Set down every record once more, exactly as given.
********************
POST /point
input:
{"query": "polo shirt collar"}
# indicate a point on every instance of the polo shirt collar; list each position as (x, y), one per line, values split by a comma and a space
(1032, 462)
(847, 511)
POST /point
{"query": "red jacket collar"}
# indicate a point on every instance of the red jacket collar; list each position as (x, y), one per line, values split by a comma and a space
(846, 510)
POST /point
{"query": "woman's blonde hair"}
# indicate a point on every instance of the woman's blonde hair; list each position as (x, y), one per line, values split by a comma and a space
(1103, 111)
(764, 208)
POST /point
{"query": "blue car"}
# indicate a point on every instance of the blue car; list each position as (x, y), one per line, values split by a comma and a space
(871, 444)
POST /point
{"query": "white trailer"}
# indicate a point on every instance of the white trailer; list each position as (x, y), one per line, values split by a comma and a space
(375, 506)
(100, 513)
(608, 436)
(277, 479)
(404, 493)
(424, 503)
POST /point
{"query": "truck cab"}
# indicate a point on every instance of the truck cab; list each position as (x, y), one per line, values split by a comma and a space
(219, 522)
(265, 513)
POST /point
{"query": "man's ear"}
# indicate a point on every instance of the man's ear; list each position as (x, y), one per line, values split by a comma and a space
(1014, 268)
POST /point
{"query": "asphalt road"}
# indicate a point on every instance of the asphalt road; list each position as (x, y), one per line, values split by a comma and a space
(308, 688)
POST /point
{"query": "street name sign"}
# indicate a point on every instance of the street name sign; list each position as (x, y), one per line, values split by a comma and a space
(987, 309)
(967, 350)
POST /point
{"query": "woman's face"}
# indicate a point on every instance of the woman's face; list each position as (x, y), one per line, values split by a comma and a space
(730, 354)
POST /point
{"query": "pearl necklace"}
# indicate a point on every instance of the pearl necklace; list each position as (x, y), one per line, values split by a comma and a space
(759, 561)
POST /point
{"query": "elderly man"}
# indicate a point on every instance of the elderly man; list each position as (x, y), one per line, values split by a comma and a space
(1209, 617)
********************
▸ The solution:
POST /point
input:
{"query": "polo shirt collar"}
# indicate a point on every instance of the polo shirt collar; list each position as (x, y), one per line, values split by a comma and a space
(1032, 462)
(847, 511)
POST /point
{"query": "red jacket collar"}
# indicate a point on every instance of the red jacket collar; list each position as (x, y), one per line, values split by a comma and a space
(846, 510)
POST /point
{"query": "woman's blonde hair"}
# indicate a point on every instance of the woman's blonde hair; list each position as (x, y), one per line, values split by a comma and a space
(1103, 111)
(764, 208)
POST /point
{"query": "blue car"}
# indicate a point on every instance of the blue car; list each position as (x, y), one per line, values split by a comma and a space
(871, 444)
POST /point
{"query": "white trailer"}
# indicate a point on every instance of the white trailer; list each position as (x, y), one per line, values split by a comma and a space
(375, 506)
(100, 513)
(608, 436)
(277, 479)
(404, 493)
(424, 503)
POST /point
{"query": "truck cab"}
# indicate a point on every instance of the truck cab; list each position as (x, y), one per line, values split by a comma and a space
(219, 522)
(265, 513)
POST /point
{"query": "man's ear"}
# indicate a point on every instance of the man's ear; list each position as (x, y), one per line, values split by a comma and a space
(1014, 268)
POST /point
{"query": "asphalt road"}
# indicate a point on every instance of the asphalt road; list each position as (x, y), one per line, values split by a comma and a space
(308, 688)
POST /point
{"query": "street name sign"}
# indicate a point on every instance of the street name sign; list each position as (x, y), one per line, values split by a comma and a space
(987, 309)
(967, 350)
POST /point
{"query": "woman's face"}
# indicate a point on every instance of the woman's face; list each position as (x, y), one per line, values split by a comma and a space
(730, 354)
POST /point
{"query": "pearl necklace"}
# indicate a point on every instance of the pearl necklace; list each position as (x, y), one per line, values split by a comma and a space
(759, 561)
POST /point
{"query": "elderly man"}
# indicate a point on every instance of the elderly man; list each position as (x, y), one per line, values split by a comma and a space
(1209, 617)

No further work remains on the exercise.